> [Task prompt] Can you revise the records below so that "Query" becomes "Target" everywhere it occurs, with nothing else changed?

> [Excerpted records]
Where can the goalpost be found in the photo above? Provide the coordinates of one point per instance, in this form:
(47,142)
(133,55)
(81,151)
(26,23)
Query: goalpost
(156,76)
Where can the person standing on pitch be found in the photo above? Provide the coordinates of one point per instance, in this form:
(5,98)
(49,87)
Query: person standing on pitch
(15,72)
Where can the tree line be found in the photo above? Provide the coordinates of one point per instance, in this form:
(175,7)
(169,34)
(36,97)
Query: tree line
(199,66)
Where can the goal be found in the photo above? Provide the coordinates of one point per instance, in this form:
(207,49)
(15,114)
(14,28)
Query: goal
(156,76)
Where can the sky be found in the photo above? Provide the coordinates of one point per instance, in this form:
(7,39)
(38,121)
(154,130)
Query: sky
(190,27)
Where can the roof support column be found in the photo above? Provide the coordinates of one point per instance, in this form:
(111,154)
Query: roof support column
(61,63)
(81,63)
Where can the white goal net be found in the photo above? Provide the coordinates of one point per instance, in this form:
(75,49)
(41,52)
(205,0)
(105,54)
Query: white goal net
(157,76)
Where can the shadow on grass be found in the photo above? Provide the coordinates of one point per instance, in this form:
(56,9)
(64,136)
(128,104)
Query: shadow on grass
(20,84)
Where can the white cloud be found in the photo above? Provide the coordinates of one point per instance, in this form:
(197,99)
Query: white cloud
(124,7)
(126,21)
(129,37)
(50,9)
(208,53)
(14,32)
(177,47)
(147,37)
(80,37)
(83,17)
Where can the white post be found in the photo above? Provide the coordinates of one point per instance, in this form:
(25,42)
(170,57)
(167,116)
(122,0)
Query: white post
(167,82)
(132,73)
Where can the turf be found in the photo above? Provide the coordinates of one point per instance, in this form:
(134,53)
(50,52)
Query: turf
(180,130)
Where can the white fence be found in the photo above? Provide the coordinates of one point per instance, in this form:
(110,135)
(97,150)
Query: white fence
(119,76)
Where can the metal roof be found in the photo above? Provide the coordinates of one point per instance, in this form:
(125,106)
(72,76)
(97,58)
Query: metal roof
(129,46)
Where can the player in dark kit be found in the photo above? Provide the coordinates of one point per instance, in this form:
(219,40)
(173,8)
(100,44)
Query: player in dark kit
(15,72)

> [Answer to the problem]
Where can the goalpost be found in the photo above? Provide the coordinates of one point per instance, in this form:
(47,142)
(133,55)
(81,151)
(26,23)
Target: goalpost
(156,76)
Where can the person standing on pitch be found in the photo above? Provide the coordinates of one point per instance, in this form:
(5,98)
(49,87)
Target: person standing on pitch
(15,72)
Where can the tree line be found in the photo above? Provide the coordinates of one point per instance, in this form:
(175,7)
(169,34)
(36,97)
Target: tree line
(199,66)
Where can the goal be found in the photo above? Provide the coordinates of one point per instance, in this form:
(207,49)
(15,114)
(14,28)
Target: goal
(156,76)
Where can the sky be found in the photo above? Provide the coordinates of one point per instance, in this form:
(7,39)
(38,121)
(154,130)
Target: sky
(190,27)
Where can the roof support column be found in the photo above? Provide the coordinates of one point per instance, in this form:
(111,154)
Target: roof support column
(61,63)
(81,63)
Where can the white goal net be found in the photo above? Provide the coordinates of one point per instance, in this form:
(75,49)
(41,52)
(205,0)
(105,54)
Target: white goal net
(157,76)
Where can the shadow on grass be found in the photo above? Provide the coordinates of one point per instance, in this form:
(56,9)
(64,136)
(128,104)
Target: shadow on grass
(20,84)
Where can the white cloud be found in the photo above? Provide the coordinates of one point per instance, in this form:
(197,99)
Target: white cloud
(124,7)
(126,21)
(129,37)
(50,9)
(208,53)
(14,32)
(177,47)
(147,37)
(80,37)
(83,17)
Where can the white post be found in the photo above? Provide the coordinates of one point per instance, in this form:
(25,42)
(170,57)
(167,116)
(122,0)
Target: white post
(167,82)
(132,73)
Where can the turf be found in the photo above? Provide the coordinates of one point per instance, in this form:
(134,53)
(50,52)
Target: turf
(180,130)
Where can the white fence be found in the photo above? Provide the coordinates of one point per instance, in this form:
(110,135)
(97,150)
Target: white fence
(119,76)
Where can the metal roof be found in the photo above? Provide the coordinates of one point per instance, in this form:
(125,106)
(72,76)
(97,58)
Target: metal roof
(129,46)
Where can the player in dark kit be found in the photo above? Provide the coordinates of one point per instance, in this form:
(219,40)
(173,8)
(100,44)
Target: player in dark kit
(15,72)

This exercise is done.